ARTÍCULO
········

Uno de los aspectos fundamentales de la modernización de los partidos se refiere a la selección de candidatos. Precisamente es en este rubro donde las tendencias oligárquicas mencionadas por los estudiosos se han hecho presentes en la vida de los partidos con mayor evidencia. La selección de candidatos a puestos de elección popular en la inmensa mayoría de los partidos ha estado muy lejos de satisfacer plenamente los principios democráticos, al atender la necesidad de mantener la unidad de acción y criterio de la organización frente al reto que supone la competencia en las urnas. Sin embargo, en la actualidad las fórmulas tradicionales de selección de candidatos son poderosamente impugnadas, incrementándose las voces de quienes opinan deben instituirse mecanismos más democráticos. Las elecciones primarias abiertas son un instrumento indispensable para fortalecer los vínculos de los partidos con la sociedad. Y cada vez son consideradas por más gente como la fórmula del futuro para partidos de todas las latitudes, aunque, reitero, el mecanismo no ha estado exento de problemas, errores y otros obstáculos. No todos lo defienden, y es cierto que en algunos casos los resultados han sido francamente contraproducentes. Lo hemos visto en México, pero eso se debe a que no se ha responsabilizado al IFE de su organización y supervisión.

········

(Entradas de datos extraídos)
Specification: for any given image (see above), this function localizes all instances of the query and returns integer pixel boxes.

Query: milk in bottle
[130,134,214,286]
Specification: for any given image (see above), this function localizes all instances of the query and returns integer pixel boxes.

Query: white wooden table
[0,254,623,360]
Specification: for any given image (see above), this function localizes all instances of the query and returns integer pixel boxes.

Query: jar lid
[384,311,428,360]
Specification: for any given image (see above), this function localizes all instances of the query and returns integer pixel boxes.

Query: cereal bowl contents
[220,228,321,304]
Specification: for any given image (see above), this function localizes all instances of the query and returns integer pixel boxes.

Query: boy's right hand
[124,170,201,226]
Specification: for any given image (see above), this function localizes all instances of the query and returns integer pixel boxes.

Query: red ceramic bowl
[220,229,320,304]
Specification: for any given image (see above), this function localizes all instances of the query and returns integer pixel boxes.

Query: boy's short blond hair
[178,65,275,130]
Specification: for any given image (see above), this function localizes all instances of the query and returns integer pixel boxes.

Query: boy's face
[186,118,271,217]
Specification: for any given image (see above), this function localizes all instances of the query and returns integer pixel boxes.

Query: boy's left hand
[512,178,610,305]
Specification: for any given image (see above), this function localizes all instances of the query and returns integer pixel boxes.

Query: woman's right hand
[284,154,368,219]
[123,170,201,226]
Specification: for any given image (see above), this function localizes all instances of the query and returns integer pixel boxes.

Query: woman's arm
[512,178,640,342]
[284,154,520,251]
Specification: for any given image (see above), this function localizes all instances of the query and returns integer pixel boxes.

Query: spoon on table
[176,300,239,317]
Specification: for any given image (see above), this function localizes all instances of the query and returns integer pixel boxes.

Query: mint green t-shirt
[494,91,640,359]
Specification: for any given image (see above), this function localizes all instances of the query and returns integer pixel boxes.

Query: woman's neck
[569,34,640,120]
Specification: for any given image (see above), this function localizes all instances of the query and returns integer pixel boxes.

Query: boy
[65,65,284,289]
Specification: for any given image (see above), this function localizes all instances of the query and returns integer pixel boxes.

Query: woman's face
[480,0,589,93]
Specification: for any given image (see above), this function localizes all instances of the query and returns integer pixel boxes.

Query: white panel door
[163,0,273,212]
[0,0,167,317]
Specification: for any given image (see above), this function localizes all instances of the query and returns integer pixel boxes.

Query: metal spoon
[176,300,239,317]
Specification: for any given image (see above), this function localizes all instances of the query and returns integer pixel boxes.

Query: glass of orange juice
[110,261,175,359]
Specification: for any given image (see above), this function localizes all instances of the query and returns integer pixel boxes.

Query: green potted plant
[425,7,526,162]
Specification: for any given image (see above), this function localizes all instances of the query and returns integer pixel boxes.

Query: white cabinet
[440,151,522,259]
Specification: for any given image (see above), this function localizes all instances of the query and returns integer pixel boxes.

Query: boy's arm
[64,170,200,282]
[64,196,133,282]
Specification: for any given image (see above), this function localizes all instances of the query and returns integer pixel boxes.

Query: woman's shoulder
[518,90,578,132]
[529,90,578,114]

········

EJERCICIO PLANTEADO
Por favor, indica qué instrumento considera indispensable el artículo sobre la selección de candidatos para fortalecer los vínculos de los partidos con la sociedad.

RESPUESTA AL EJERCICIO
Las elecciones primarias abiertas.